*Tarefa 1*
Liste todos os períodos de tempo expressos em anos que aparecem no trecho sobre o soro em pó.
*Tarefa 2*
Por favor, transcreva palavra por palavra, no trecho sobre o soro em pó, tudo o que vai de "Na forma líquida, para" até "nas áreas urbanizadas.".
*Tarefa 3*
Segundo o trecho sobre o soro em pó, a partir de que ano a nova forma de soro pode estar disponível nos postos de saúde e hospitais do Brasil?

Na forma líquida, para que sua substância ativa não perca o efeito, o soro deve ser mantido a uma temperatura entre 2 o C e 8 o C. Isso cria problemas tanto no transporte para regiões mais distantes quanto no estoque do soro em áreas que não possuam eletricidade ou refrigeração – regiões onde acidentes com cobras são mais comuns do que nas áreas urbanizadas.

 
Após seis anos de desenvolvimento, o soro em pó passa pelos últimos testes para comprovar que pode ser estocado em temperatura ambiente. Os pesquisadores estão confiantes: “o produto já resistiu sem alterações a temperaturas de até 50 o C durante um ano inteiro”, afirma Hisako. Além disso, o soro em pó promete ser mais durável do que o convencional. “Por enquanto a validade é de três anos, como a do líquido, mas ela deve ser aumentada depois”, prevê a pesquisadora.
 
Se aprovado nos últimos testes, a nova forma de soro será registrada e pode estar disponível para a distribuição nos postos de saúde e hospitais de todo Brasil a partir de 2006. Os excedentes da produção deverão ser vendidos. No entanto os pesquisadores desaconselham a utilização do soro sem o auxílio de um profissional. “Deve ser aplicado sempre com a supervisão de um médico ou paramédico”, afirma Hisako.

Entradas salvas
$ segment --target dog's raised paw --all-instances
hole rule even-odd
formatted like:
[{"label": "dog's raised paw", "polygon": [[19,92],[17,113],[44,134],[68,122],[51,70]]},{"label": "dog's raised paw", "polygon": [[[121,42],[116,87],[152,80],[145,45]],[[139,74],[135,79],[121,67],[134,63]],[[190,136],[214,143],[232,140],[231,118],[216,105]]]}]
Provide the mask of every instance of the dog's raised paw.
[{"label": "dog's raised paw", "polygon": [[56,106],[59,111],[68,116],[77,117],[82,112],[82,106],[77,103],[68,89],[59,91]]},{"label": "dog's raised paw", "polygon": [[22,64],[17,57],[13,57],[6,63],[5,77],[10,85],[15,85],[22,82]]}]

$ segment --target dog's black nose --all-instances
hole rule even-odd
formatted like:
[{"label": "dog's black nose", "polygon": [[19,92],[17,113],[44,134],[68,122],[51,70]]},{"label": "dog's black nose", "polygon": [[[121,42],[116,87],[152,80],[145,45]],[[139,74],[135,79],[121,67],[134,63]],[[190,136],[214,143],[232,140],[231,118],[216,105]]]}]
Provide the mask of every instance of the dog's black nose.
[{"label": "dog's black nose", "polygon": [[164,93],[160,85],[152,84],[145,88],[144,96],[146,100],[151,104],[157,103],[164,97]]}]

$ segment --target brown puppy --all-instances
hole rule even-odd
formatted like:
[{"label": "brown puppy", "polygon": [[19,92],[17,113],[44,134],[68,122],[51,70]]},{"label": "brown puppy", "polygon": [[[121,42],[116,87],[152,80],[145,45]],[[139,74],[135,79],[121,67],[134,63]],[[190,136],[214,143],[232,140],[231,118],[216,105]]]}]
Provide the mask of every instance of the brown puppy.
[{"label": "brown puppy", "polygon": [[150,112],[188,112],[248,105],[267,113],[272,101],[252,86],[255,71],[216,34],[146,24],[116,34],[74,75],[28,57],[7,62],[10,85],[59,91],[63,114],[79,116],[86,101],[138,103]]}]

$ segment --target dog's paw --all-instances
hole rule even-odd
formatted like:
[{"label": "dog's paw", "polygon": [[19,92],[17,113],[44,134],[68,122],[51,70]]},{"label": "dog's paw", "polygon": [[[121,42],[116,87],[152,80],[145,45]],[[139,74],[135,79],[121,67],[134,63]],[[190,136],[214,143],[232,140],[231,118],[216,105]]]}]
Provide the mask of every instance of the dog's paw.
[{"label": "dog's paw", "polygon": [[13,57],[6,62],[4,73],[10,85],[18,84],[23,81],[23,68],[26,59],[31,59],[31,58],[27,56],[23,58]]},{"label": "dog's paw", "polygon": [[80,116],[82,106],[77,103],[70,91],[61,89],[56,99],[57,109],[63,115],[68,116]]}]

*Resposta 1*
seis anos; um ano inteiro; três anos

*Resposta 2*
Na forma líquida, para que sua substância ativa não perca o efeito, o soro deve ser mantido a uma temperatura entre 2 o C e 8 o C. Isso cria problemas tanto no transporte para regiões mais distantes quanto no estoque do soro em áreas que não possuam eletricidade ou refrigeração – regiões onde acidentes com cobras são mais comuns do que nas áreas urbanizadas.

*Resposta 3*
A partir de 2006.